§ Prompt
Display each line from the items below that contains the string "green", with case counting.
————————
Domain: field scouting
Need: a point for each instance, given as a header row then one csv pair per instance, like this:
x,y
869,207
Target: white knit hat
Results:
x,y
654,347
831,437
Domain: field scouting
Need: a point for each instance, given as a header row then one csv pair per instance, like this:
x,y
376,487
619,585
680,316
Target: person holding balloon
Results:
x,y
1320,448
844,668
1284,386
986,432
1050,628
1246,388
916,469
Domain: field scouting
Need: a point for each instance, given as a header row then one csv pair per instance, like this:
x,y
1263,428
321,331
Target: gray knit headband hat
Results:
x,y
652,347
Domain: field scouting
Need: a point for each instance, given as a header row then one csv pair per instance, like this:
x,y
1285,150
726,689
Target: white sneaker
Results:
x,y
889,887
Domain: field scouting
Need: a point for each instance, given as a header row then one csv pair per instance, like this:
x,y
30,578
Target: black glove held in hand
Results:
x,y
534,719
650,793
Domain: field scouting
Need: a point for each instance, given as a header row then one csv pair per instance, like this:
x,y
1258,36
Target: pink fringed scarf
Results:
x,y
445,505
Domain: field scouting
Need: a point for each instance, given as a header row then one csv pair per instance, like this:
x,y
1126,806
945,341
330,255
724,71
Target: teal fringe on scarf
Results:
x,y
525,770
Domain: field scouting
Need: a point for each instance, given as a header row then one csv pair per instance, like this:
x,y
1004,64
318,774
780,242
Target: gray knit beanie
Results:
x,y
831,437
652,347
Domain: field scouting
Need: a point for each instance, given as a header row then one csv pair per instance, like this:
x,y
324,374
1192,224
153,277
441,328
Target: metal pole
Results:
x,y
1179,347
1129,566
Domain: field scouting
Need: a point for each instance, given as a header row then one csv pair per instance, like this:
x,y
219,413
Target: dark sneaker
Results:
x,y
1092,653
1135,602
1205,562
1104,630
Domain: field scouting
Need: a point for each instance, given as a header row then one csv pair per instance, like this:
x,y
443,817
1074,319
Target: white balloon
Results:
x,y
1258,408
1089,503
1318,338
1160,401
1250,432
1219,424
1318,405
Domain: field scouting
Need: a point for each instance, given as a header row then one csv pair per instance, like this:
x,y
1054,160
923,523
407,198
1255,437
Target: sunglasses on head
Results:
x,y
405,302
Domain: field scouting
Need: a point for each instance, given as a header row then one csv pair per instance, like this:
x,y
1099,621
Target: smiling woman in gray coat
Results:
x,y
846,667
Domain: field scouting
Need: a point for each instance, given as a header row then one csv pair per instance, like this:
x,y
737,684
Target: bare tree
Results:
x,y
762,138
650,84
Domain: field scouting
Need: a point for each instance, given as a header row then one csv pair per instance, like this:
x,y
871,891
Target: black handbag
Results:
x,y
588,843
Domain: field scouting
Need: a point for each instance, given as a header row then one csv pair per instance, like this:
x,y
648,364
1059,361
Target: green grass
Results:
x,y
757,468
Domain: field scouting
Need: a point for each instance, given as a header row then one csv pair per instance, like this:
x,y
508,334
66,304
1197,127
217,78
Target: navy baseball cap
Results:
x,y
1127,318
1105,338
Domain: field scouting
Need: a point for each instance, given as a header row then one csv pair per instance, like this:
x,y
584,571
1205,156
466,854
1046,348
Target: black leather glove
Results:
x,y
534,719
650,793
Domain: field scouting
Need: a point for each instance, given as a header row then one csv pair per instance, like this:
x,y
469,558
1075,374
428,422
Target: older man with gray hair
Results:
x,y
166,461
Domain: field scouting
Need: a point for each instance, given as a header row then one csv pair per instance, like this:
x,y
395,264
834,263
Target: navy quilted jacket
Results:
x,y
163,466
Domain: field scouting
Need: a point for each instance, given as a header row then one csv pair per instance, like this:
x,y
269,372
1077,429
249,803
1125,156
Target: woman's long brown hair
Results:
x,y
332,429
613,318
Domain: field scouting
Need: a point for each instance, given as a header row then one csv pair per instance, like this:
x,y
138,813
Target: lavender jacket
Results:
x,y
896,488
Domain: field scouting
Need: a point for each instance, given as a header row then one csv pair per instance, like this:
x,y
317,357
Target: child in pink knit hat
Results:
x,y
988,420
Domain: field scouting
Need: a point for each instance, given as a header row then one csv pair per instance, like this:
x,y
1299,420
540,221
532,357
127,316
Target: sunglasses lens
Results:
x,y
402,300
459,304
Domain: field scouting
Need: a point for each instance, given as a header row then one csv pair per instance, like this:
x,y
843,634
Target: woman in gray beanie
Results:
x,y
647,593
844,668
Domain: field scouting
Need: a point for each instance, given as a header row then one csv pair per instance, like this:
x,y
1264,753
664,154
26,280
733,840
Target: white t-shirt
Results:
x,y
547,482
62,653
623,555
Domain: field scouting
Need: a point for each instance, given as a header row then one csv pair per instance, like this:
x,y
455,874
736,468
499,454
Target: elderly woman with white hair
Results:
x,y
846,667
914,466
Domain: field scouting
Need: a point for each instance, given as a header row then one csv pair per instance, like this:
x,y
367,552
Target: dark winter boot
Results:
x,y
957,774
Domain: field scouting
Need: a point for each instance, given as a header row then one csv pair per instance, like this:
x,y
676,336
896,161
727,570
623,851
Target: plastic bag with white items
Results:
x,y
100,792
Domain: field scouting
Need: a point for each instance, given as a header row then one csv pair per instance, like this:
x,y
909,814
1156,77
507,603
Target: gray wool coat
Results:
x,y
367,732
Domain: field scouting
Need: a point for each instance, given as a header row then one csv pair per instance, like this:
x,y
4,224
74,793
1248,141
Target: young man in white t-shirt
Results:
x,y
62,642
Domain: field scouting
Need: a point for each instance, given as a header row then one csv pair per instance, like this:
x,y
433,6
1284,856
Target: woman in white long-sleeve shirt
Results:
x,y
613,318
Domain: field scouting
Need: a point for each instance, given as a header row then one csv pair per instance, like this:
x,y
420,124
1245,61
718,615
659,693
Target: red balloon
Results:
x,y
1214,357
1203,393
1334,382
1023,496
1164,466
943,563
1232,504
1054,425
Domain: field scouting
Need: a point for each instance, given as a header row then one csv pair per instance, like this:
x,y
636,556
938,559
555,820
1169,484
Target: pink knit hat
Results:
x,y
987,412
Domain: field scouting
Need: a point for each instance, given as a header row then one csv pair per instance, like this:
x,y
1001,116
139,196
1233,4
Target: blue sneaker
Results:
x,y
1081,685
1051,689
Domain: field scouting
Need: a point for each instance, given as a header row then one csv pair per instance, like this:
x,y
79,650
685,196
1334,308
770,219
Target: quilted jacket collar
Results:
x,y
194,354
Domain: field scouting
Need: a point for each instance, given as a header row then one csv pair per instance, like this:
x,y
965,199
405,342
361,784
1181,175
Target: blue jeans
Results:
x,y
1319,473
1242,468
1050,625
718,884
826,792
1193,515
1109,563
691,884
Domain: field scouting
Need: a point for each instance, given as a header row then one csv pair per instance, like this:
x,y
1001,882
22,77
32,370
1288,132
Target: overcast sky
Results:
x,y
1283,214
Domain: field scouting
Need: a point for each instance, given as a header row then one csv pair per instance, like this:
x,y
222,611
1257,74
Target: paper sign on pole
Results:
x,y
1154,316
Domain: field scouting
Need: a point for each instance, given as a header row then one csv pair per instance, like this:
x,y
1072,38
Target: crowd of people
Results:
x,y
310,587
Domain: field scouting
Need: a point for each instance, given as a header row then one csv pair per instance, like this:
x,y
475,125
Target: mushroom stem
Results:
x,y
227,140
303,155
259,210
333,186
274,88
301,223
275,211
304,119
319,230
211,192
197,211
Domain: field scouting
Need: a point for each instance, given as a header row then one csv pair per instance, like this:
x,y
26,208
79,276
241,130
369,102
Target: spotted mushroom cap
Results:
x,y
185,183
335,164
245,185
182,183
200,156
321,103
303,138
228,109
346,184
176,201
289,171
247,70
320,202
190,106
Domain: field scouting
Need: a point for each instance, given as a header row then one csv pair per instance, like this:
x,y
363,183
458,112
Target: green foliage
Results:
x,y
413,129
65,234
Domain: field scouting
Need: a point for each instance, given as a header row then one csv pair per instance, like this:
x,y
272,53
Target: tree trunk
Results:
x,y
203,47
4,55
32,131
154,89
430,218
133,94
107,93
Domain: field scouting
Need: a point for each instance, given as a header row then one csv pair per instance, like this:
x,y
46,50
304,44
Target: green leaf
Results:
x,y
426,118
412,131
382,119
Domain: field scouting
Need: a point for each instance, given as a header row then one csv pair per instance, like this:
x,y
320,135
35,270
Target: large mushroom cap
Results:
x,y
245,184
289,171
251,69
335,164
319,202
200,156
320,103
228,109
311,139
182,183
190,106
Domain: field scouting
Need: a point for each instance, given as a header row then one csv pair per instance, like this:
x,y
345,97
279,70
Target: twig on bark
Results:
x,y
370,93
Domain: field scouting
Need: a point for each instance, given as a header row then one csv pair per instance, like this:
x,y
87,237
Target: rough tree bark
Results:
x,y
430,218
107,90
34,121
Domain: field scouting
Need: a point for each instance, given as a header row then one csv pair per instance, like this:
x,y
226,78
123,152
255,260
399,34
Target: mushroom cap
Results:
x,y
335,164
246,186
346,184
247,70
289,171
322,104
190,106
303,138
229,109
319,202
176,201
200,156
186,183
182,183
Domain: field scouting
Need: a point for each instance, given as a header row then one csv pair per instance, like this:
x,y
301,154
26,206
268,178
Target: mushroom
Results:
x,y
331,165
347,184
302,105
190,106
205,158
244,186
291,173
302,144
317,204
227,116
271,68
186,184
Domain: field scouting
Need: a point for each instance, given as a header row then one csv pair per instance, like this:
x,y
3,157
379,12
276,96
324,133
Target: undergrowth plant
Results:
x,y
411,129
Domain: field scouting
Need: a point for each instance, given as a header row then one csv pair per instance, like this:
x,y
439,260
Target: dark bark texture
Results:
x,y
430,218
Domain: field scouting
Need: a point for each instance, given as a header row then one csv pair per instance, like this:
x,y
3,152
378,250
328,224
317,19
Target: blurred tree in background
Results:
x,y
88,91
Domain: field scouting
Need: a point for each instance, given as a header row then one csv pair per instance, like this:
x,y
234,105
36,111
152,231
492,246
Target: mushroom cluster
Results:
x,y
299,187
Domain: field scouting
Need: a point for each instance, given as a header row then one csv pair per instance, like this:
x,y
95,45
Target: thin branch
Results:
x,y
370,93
————————
§ Result of the task
Target: green grass
Target: green foliage
Target: green leaf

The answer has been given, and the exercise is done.